**Objectif énoncé 1**.
Recopie à l'identique, dans l'extrait sur le rapport du CESC, le passage allant de « Le CESC regrette » jusqu'à « une préoccupation majeure. ».
**Objectif énoncé 2**.
Réponds brièvement à ces questions à partir de l'extrait sur le rapport du CESC.
(a) Quel jour s'est tenue la séance plénière ?
(b) Qui a réuni les membres du Conseil ?
(c) Depuis combien de temps, selon le liminaire, la Polynésie française est-elle plongée dans une crise ?

**Extrait fourni**.
++++

Le CESC regrette qu’aucune instance administrative n’ait été chargée d’assurer la mise en cohérence de l’action de formation avec les besoins de l’économie et les moyens du dispositif de formation professionnelle


Le Président Jean Tama a réuni les membres du Conseil économique, social et culturel de la Polynésie française (CESC) en séance plénière ce matin, mardi 29 octobre 2013, pour adopter le rapport de l’autosaisine de l’institution intitulée « L’emploi des jeunes en Polynésie française : quelle adéquation entre les formations diplômantes et les besoins réels du marché de l’emploi polynésien ».

Extraits du rapport

Liminaire
« Depuis une dizaine d’années, la Polynésie française est plongée dans une crise profonde et durable, à la fois économique, sociale et de confiance. Une tension croissante se fait ressentir sur le marché de l’emploi et le chômage est devenu une préoccupation majeure.

++++

**Extrait des données**.
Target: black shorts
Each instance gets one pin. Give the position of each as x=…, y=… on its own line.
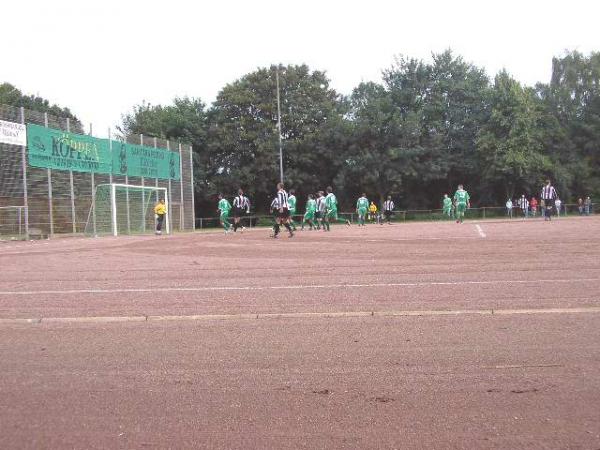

++++

**Réponse 1**.
Le CESC regrette qu’aucune instance administrative n’ait été chargée d’assurer la mise en cohérence de l’action de formation avec les besoins de l’économie et les moyens du dispositif de formation professionnelle


Le Président Jean Tama a réuni les membres du Conseil économique, social et culturel de la Polynésie française (CESC) en séance plénière ce matin, mardi 29 octobre 2013, pour adopter le rapport de l’autosaisine de l’institution intitulée « L’emploi des jeunes en Polynésie française : quelle adéquation entre les formations diplômantes et les besoins réels du marché de l’emploi polynésien ».

Extraits du rapport

Liminaire
« Depuis une dizaine d’années, la Polynésie française est plongée dans une crise profonde et durable, à la fois économique, sociale et de confiance. Une tension croissante se fait ressentir sur le marché de l’emploi et le chômage est devenu une préoccupation majeure.

**Réponse 2**.
(a) Le mardi 29 octobre 2013.
(b) Le Président Jean Tama.
(c) Depuis une dizaine d'années.